Work order
Copy each line of the material beneath that holds the word "below".

Supplied material

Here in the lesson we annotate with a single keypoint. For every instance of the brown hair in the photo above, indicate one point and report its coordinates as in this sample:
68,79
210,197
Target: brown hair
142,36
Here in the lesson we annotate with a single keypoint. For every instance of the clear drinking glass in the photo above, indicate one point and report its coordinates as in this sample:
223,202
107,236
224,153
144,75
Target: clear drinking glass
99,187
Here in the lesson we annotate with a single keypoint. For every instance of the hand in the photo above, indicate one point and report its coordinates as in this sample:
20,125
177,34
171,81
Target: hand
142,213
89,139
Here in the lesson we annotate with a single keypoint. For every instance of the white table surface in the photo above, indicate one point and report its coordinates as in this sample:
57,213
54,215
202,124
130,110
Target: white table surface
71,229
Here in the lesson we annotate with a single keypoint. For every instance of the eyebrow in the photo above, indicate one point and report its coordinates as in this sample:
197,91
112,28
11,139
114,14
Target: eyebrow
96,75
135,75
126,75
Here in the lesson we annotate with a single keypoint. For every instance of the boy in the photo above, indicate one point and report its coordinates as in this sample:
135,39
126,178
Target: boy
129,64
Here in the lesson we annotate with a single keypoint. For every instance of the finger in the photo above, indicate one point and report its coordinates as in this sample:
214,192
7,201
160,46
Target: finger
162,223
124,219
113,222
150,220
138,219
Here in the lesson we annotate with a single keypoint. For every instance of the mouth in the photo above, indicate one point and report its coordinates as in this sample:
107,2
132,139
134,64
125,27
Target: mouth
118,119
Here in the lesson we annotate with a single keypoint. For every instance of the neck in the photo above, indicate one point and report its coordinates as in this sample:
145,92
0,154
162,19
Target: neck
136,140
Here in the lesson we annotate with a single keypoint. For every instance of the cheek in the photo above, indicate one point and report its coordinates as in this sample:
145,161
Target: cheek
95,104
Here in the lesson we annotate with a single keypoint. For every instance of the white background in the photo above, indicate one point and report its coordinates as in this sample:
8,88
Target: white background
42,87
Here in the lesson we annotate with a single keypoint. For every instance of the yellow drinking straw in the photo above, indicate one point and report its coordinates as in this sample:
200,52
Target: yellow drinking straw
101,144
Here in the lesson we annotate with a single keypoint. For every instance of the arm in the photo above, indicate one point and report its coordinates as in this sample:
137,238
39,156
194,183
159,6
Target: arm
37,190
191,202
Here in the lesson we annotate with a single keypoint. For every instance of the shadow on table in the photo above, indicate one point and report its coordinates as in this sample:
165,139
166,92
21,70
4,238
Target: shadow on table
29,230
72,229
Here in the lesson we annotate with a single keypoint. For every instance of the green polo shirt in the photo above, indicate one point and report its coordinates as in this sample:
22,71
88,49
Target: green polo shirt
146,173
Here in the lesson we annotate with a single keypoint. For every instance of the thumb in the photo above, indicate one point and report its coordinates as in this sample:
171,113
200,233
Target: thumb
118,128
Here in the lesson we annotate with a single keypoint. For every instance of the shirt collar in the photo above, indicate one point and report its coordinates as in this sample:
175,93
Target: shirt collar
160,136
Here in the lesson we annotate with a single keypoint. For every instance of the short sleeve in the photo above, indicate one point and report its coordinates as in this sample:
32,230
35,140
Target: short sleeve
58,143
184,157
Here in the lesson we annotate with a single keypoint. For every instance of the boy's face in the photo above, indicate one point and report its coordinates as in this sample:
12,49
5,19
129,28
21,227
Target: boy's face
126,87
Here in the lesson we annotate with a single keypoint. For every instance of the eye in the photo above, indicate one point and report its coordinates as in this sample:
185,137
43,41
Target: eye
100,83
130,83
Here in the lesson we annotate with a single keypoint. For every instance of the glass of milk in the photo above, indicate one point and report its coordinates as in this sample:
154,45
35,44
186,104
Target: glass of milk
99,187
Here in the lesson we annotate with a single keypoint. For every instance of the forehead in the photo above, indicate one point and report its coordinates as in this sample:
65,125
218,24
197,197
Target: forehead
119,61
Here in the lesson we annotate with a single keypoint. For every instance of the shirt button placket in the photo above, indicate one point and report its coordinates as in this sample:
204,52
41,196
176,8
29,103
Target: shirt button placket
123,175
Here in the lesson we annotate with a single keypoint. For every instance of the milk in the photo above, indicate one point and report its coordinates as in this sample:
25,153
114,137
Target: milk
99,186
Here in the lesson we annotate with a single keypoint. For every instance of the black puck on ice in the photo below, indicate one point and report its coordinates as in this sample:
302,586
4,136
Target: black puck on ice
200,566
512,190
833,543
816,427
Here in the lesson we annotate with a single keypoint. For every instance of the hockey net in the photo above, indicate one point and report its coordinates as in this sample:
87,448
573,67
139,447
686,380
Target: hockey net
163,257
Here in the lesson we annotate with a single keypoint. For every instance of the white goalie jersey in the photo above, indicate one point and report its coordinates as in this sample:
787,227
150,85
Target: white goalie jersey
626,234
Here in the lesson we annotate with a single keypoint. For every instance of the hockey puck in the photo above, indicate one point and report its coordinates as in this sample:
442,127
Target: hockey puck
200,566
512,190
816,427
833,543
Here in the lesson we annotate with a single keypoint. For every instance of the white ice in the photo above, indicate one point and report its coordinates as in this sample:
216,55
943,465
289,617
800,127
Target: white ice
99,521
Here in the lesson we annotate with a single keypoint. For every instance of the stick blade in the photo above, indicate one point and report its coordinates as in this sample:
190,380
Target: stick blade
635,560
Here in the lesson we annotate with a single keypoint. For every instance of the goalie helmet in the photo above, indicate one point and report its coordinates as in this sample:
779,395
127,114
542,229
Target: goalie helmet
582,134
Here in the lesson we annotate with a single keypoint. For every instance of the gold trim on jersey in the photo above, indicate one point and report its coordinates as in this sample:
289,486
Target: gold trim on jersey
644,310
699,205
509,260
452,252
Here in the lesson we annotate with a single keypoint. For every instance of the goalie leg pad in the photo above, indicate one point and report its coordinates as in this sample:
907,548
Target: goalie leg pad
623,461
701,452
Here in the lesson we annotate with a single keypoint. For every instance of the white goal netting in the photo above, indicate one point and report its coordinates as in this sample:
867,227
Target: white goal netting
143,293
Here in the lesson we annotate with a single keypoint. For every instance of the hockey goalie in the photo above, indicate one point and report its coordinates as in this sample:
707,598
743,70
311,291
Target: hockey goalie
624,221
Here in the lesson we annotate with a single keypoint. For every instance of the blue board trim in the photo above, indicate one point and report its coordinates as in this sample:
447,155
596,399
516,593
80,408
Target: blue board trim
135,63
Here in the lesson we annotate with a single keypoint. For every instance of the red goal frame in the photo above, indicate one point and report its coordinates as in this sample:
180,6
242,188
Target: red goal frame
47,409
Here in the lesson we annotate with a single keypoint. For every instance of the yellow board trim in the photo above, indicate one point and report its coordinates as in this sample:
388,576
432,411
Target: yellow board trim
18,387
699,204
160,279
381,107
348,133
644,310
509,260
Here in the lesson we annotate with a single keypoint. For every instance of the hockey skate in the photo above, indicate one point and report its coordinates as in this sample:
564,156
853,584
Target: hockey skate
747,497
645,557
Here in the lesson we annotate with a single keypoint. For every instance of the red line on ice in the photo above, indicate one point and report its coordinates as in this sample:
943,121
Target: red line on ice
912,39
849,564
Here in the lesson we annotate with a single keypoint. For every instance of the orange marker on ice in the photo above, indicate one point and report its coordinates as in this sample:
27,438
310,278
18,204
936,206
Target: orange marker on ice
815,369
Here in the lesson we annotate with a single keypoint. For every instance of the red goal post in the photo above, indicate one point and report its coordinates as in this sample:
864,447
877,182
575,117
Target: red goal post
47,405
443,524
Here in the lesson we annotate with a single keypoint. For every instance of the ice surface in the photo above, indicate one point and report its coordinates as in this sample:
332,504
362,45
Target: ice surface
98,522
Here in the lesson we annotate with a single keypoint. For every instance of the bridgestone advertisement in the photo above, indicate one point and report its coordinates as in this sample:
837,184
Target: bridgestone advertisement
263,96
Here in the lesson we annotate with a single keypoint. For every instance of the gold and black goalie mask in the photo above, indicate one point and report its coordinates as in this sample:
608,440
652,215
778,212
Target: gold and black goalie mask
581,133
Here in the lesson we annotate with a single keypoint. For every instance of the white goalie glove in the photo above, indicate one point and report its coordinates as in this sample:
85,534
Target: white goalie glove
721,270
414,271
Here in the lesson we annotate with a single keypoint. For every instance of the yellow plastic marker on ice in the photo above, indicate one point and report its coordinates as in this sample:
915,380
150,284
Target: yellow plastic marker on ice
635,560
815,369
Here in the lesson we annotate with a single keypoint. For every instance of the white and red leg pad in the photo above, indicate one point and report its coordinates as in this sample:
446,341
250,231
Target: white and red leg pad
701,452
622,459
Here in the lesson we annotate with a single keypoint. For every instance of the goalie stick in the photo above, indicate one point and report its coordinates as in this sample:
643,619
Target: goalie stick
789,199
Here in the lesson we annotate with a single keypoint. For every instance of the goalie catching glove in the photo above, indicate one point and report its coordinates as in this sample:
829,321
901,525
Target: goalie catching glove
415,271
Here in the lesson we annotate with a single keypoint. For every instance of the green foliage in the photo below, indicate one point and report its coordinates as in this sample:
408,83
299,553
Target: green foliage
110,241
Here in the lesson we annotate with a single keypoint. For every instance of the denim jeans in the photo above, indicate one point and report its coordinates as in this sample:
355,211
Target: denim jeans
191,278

Solution
Here in the lesson we annotate with a single keypoint. For every instance of the black puck on ice in the photo below, indicate one point and report its coordinates as in this sample:
Here in the lesson we annotate with a single keypoint. For every instance of the green foliage in the photo below, indicate one point and report its coordinates as in this sample:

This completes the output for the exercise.